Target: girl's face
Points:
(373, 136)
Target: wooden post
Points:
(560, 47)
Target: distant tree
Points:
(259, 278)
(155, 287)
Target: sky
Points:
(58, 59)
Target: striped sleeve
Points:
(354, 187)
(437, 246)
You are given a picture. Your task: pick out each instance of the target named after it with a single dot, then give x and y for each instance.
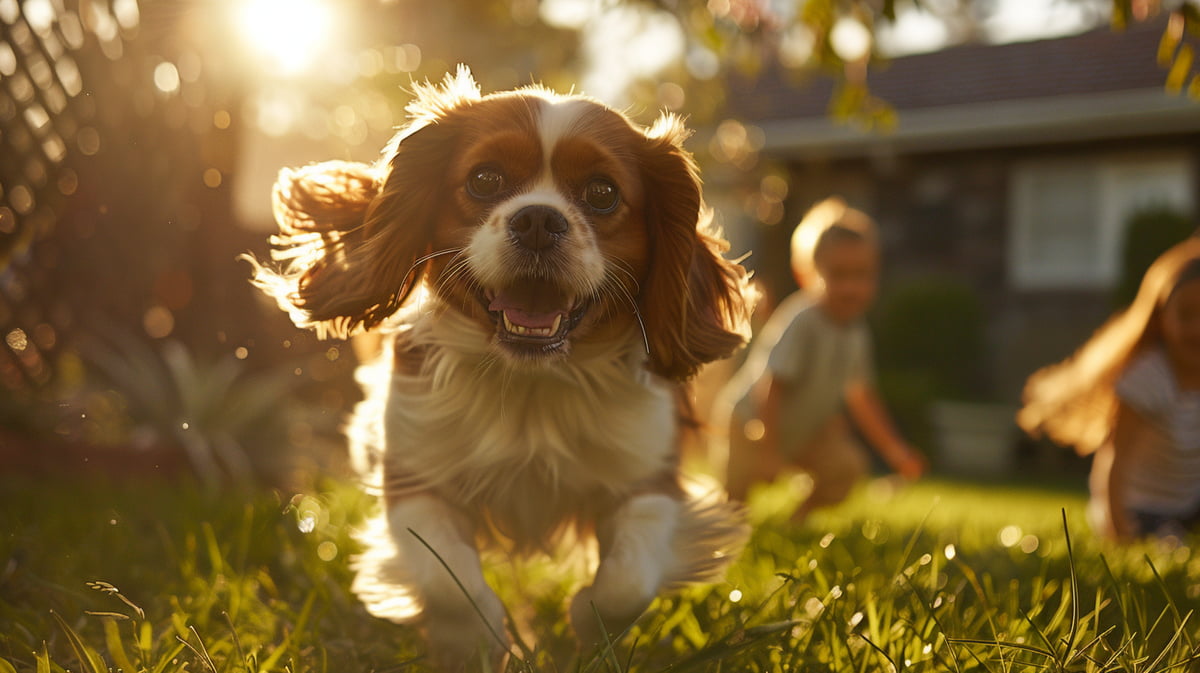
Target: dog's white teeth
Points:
(531, 331)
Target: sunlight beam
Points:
(287, 34)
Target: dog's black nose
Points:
(537, 227)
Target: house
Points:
(1012, 167)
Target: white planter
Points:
(975, 439)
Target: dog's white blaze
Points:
(558, 119)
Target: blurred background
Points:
(1025, 158)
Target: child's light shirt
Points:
(816, 358)
(1164, 476)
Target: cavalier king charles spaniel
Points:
(547, 280)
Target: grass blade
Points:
(1074, 586)
(461, 588)
(85, 656)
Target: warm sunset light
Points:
(288, 34)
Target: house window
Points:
(1068, 217)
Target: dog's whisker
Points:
(408, 275)
(622, 294)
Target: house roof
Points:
(1096, 84)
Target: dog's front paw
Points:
(462, 638)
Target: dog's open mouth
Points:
(532, 316)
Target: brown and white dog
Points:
(547, 277)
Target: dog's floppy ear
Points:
(353, 235)
(696, 305)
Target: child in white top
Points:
(1132, 395)
(810, 372)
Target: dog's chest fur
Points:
(522, 449)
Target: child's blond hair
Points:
(1073, 402)
(823, 222)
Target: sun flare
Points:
(289, 34)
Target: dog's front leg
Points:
(636, 554)
(462, 624)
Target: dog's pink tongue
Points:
(531, 304)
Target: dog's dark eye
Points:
(601, 196)
(485, 182)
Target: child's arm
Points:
(1128, 432)
(874, 421)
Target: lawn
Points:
(935, 576)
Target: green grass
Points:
(935, 576)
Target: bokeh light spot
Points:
(159, 322)
(166, 77)
(287, 34)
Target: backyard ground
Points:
(935, 576)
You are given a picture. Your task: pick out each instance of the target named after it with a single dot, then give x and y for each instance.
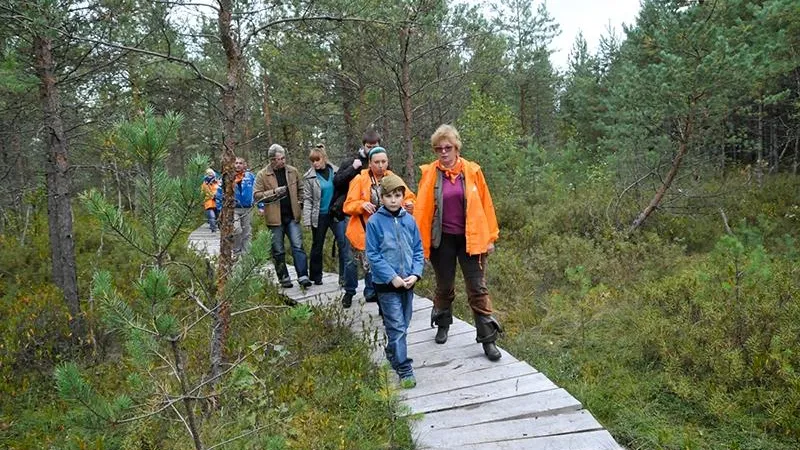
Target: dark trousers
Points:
(443, 259)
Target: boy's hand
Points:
(398, 282)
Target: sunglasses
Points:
(443, 148)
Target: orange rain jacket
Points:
(481, 228)
(358, 193)
(209, 193)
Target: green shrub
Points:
(725, 328)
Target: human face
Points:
(240, 165)
(316, 161)
(393, 201)
(378, 164)
(447, 152)
(278, 161)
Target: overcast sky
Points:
(590, 16)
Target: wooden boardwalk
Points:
(465, 400)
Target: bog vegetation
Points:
(647, 194)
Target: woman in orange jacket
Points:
(363, 199)
(209, 189)
(457, 222)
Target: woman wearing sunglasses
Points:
(457, 223)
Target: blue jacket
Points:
(242, 192)
(393, 246)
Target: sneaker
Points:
(347, 300)
(408, 382)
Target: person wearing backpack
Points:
(348, 170)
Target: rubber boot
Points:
(488, 328)
(442, 319)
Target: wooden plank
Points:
(441, 358)
(534, 427)
(590, 440)
(431, 382)
(472, 395)
(538, 404)
(456, 367)
(427, 334)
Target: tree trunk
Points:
(180, 372)
(222, 313)
(346, 89)
(265, 106)
(523, 123)
(673, 171)
(405, 100)
(59, 209)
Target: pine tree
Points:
(160, 317)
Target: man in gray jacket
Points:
(279, 185)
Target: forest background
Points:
(647, 197)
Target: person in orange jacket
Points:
(457, 222)
(209, 189)
(363, 200)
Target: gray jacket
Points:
(312, 195)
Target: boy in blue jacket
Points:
(394, 252)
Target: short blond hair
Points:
(319, 151)
(448, 132)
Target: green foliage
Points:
(489, 137)
(727, 326)
(164, 204)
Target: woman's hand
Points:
(369, 207)
(410, 281)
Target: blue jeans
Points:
(396, 308)
(292, 229)
(348, 271)
(211, 215)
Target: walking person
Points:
(243, 202)
(457, 222)
(317, 199)
(278, 185)
(363, 200)
(209, 189)
(394, 251)
(348, 170)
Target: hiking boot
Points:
(408, 382)
(347, 300)
(491, 351)
(488, 328)
(441, 335)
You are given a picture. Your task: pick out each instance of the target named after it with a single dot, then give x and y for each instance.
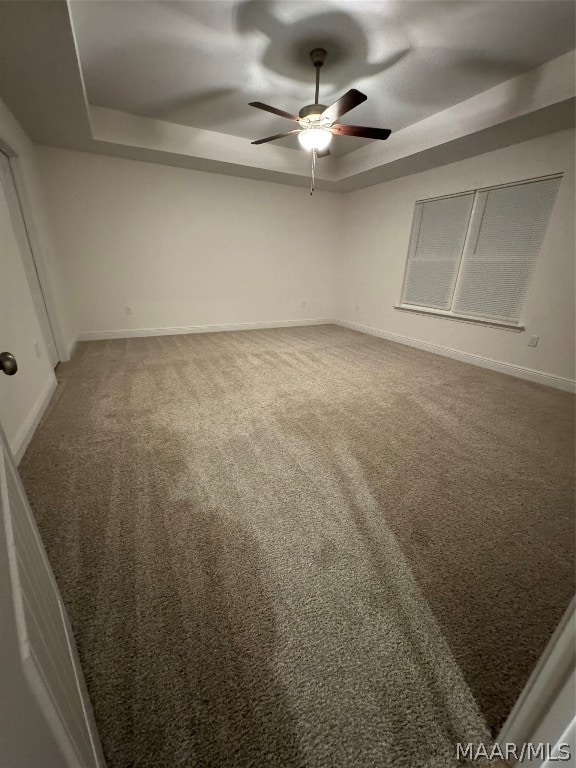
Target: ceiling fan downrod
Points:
(318, 56)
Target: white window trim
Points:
(480, 196)
(505, 324)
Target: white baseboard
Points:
(71, 348)
(483, 362)
(24, 434)
(134, 332)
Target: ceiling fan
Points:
(318, 122)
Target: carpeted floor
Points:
(302, 547)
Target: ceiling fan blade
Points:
(273, 110)
(344, 104)
(276, 136)
(361, 131)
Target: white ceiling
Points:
(169, 82)
(199, 63)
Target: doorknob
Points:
(8, 363)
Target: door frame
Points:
(545, 711)
(36, 251)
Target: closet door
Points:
(45, 716)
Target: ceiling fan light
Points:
(315, 138)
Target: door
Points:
(21, 233)
(46, 720)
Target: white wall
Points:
(24, 396)
(184, 248)
(371, 263)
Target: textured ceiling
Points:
(200, 63)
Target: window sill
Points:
(506, 325)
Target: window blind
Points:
(505, 240)
(436, 246)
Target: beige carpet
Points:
(302, 547)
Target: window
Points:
(472, 255)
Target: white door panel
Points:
(21, 233)
(45, 716)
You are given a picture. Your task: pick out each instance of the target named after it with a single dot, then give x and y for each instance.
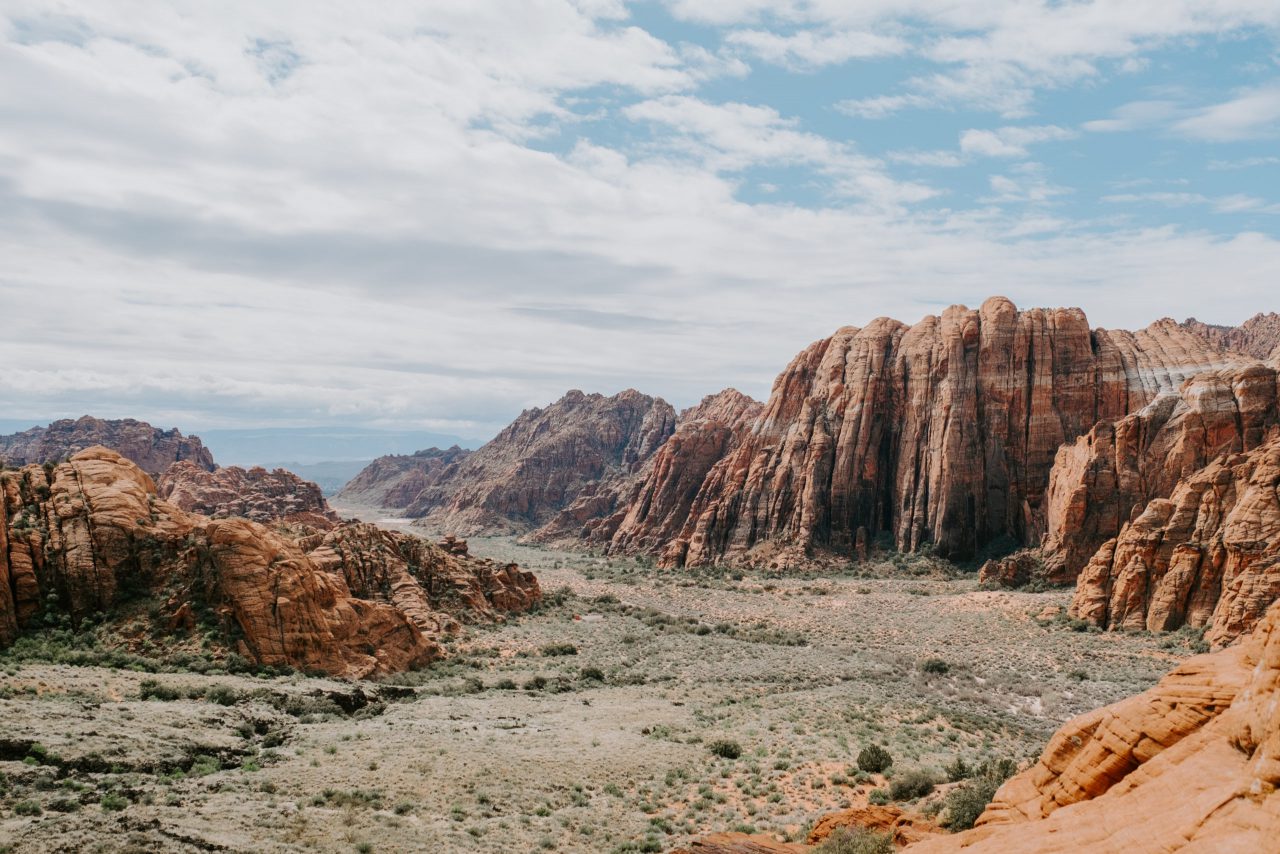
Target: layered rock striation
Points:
(1208, 556)
(255, 493)
(90, 538)
(151, 448)
(941, 433)
(1106, 476)
(641, 511)
(1191, 765)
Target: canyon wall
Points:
(151, 448)
(90, 539)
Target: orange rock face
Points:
(91, 537)
(539, 464)
(938, 433)
(151, 448)
(1101, 480)
(1206, 556)
(1191, 765)
(256, 493)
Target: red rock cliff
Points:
(940, 433)
(90, 537)
(255, 493)
(151, 448)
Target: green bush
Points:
(560, 649)
(964, 804)
(114, 802)
(856, 840)
(27, 808)
(912, 785)
(874, 758)
(958, 770)
(726, 749)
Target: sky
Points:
(432, 215)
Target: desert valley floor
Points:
(585, 726)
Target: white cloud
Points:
(808, 48)
(1011, 141)
(1252, 114)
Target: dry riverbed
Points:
(583, 727)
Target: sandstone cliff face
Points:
(1106, 476)
(90, 537)
(543, 461)
(1191, 765)
(397, 480)
(643, 511)
(1206, 556)
(151, 448)
(940, 433)
(1257, 337)
(256, 493)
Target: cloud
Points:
(810, 49)
(1011, 141)
(734, 137)
(402, 215)
(1252, 114)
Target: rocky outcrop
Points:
(938, 433)
(255, 493)
(1191, 765)
(542, 461)
(643, 511)
(91, 538)
(1257, 337)
(1206, 556)
(1106, 476)
(151, 448)
(397, 480)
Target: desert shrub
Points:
(912, 784)
(874, 758)
(222, 694)
(965, 803)
(114, 802)
(560, 649)
(726, 749)
(27, 808)
(958, 770)
(856, 840)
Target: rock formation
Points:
(938, 433)
(151, 448)
(1206, 556)
(539, 464)
(1257, 337)
(1106, 476)
(90, 538)
(1191, 765)
(256, 493)
(397, 480)
(643, 511)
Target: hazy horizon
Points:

=======

• **EXERCISE GOAL**: The entries above should be retyped word for word, with all pictures omitted.

• **ANSWER SECTION**:
Target: girl's face
Points:
(373, 136)
Target: wooden post
Points:
(560, 47)
Target: distant tree
Points:
(259, 278)
(155, 287)
Target: sky
Points:
(58, 59)
Target: striped sleeve
Points:
(354, 187)
(437, 246)
You are given a picture. Your task: pick out each instance of the target named after it with a single dot, then give x and y for each instance.
Target: dog's white teeth
Points:
(531, 331)
Target: sunlight beam
Points:
(287, 34)
Target: dog's black nose
Points:
(537, 227)
Target: house
Points:
(1012, 167)
Target: white planter
Points:
(975, 439)
Target: dog's white blaze
Points:
(558, 119)
Target: blurred background
Points:
(1025, 158)
Target: child's light shirt
Points:
(816, 358)
(1164, 476)
Target: cavalier king charles spaniel
Points:
(547, 280)
Target: grass blade
Points:
(1074, 586)
(461, 588)
(85, 656)
Target: warm sunset light
Points:
(288, 34)
Target: house window
Points:
(1068, 217)
Target: dog's whisker
Points:
(408, 275)
(622, 294)
Target: house roof
Points:
(1096, 84)
Target: dog's front paw
Points:
(462, 638)
Target: dog's open mouth
Points:
(532, 316)
Target: brown and white dog
Points:
(547, 277)
Target: dog's floppy ear
Points:
(353, 235)
(696, 305)
Target: child in white top
Points:
(1132, 395)
(810, 372)
Target: dog's chest fur
Points:
(522, 449)
Target: child's blond hair
Points:
(1073, 402)
(823, 222)
Target: sun flare
Points:
(289, 34)
Target: dog's front leg
Points:
(636, 554)
(462, 624)
Target: dog's pink tongue
Points:
(531, 304)
Target: dog's dark eye
Points:
(601, 196)
(485, 182)
Target: child's arm
Points:
(1128, 432)
(874, 421)
Target: lawn
Points:
(935, 576)
Target: green grass
Points:
(935, 576)
Target: bokeh light spot
Points:
(159, 322)
(166, 77)
(287, 34)
Target: backyard ground
Points:
(935, 576)
You are given a picture. Your task: pick out each instance of the target named after it with a single dot, then give x and y for each instance.
Target: dark trousers
Points:
(443, 259)
Target: boy's hand
Points:
(398, 282)
Target: sunglasses
Points:
(443, 148)
Target: orange rain jacket
Points:
(481, 228)
(358, 193)
(209, 193)
Target: green shrub
Points:
(725, 328)
Target: human face
Points:
(240, 165)
(316, 161)
(393, 201)
(378, 164)
(447, 152)
(278, 161)
Target: overcast sky
Points:
(590, 16)
Target: wooden boardwalk
Points:
(465, 400)
Target: bog vegetation
Points:
(647, 194)
Target: woman in orange jacket
Points:
(363, 199)
(209, 189)
(457, 222)
Target: woman wearing sunglasses
Points:
(457, 223)
Target: blue jacket
Points:
(242, 192)
(393, 246)
Target: sneaker
Points:
(347, 300)
(408, 382)
Target: person wearing backpack
Points:
(348, 170)
Target: rubber boot
Points:
(488, 328)
(442, 319)
Target: wooden plank
Points:
(441, 358)
(534, 427)
(590, 440)
(431, 382)
(472, 395)
(538, 404)
(456, 367)
(427, 334)
Target: tree trunk
Points:
(180, 372)
(222, 313)
(346, 89)
(265, 106)
(523, 123)
(673, 171)
(405, 100)
(59, 209)
Target: pine tree
Points:
(160, 317)
Target: man in gray jacket
Points:
(279, 185)
Target: forest background
Points:
(647, 197)
Target: person in orange jacket
Points:
(457, 222)
(209, 189)
(363, 200)
Target: gray jacket
Points:
(312, 195)
Target: boy in blue jacket
Points:
(394, 252)
Target: short blond hair
Points:
(319, 151)
(448, 132)
Target: green foliage
Points:
(489, 137)
(727, 326)
(164, 204)
Target: woman's hand
Points:
(369, 207)
(410, 281)
Target: blue jeans
Points:
(396, 308)
(292, 229)
(348, 271)
(211, 215)
Target: walking person
Points:
(243, 202)
(457, 222)
(317, 199)
(278, 185)
(363, 200)
(209, 189)
(394, 251)
(348, 170)
Target: hiking boot
Points:
(408, 382)
(347, 300)
(491, 351)
(488, 328)
(441, 335)
You are given a picture. Your task: pick out each instance of the target named after it with a single dot, then give x and y for each instance.
Target: ceiling fan downrod
Points:
(318, 56)
Target: white window trim
Points:
(480, 196)
(505, 324)
Target: white baseboard
Points:
(71, 348)
(483, 362)
(24, 434)
(134, 332)
Target: ceiling fan
Points:
(318, 122)
Target: carpeted floor
Points:
(302, 547)
Target: ceiling fan blade
Points:
(273, 110)
(344, 104)
(276, 136)
(361, 131)
Target: white ceiling
Points:
(169, 82)
(199, 63)
Target: doorknob
Points:
(8, 363)
Target: door frame
Points:
(545, 711)
(36, 251)
Target: closet door
Points:
(45, 716)
Target: ceiling fan light
Points:
(315, 138)
Target: door
Points:
(21, 233)
(46, 720)
Target: white wall
Points:
(24, 396)
(184, 248)
(371, 263)
Target: textured ceiling
Points:
(200, 63)
Target: window sill
Points:
(506, 325)
Target: window blind
Points:
(505, 240)
(436, 246)
Target: beige carpet
Points:
(302, 547)
Target: window
Points:
(472, 255)
Target: white door panel
Points:
(21, 233)
(45, 716)
You are given a picture. Your task: pick out each instance of the target named after it with a single dot, then give x and y for each instance.
Target: layered rock striation
Points:
(1208, 556)
(255, 493)
(90, 538)
(151, 448)
(941, 433)
(1106, 476)
(641, 511)
(1191, 765)
Target: canyon wall
Points:
(151, 448)
(90, 539)
Target: orange rock face
Points:
(91, 537)
(539, 464)
(938, 433)
(151, 448)
(1101, 480)
(1206, 556)
(1191, 765)
(256, 493)
Target: red rock cliff
Points:
(940, 433)
(90, 537)
(255, 493)
(151, 448)
Target: green bush
Points:
(560, 649)
(964, 804)
(114, 802)
(856, 840)
(27, 808)
(912, 785)
(874, 758)
(958, 770)
(726, 749)
Target: sky
Points:
(432, 215)
Target: desert valley floor
Points:
(585, 726)
Target: white cloud
Points:
(808, 48)
(1011, 141)
(1252, 114)
Target: dry riverbed
Points:
(583, 727)
Target: sandstone cliff face
Points:
(1106, 476)
(90, 537)
(543, 461)
(1191, 765)
(397, 480)
(643, 511)
(1206, 556)
(151, 448)
(940, 433)
(1257, 337)
(256, 493)
Target: cloud
Points:
(810, 49)
(1011, 141)
(734, 137)
(402, 215)
(1252, 114)
Target: rocky outcrop
Points:
(938, 433)
(255, 493)
(1191, 765)
(542, 461)
(643, 511)
(91, 538)
(1257, 337)
(1206, 556)
(1106, 476)
(151, 448)
(397, 480)
Target: desert shrub
Points:
(912, 784)
(874, 758)
(222, 694)
(965, 803)
(114, 802)
(560, 649)
(726, 749)
(27, 808)
(958, 770)
(856, 840)
Target: rock formation
Points:
(938, 433)
(151, 448)
(1206, 556)
(539, 464)
(1257, 337)
(1106, 476)
(90, 538)
(1191, 765)
(256, 493)
(397, 480)
(643, 511)
Target: hazy horizon
Points:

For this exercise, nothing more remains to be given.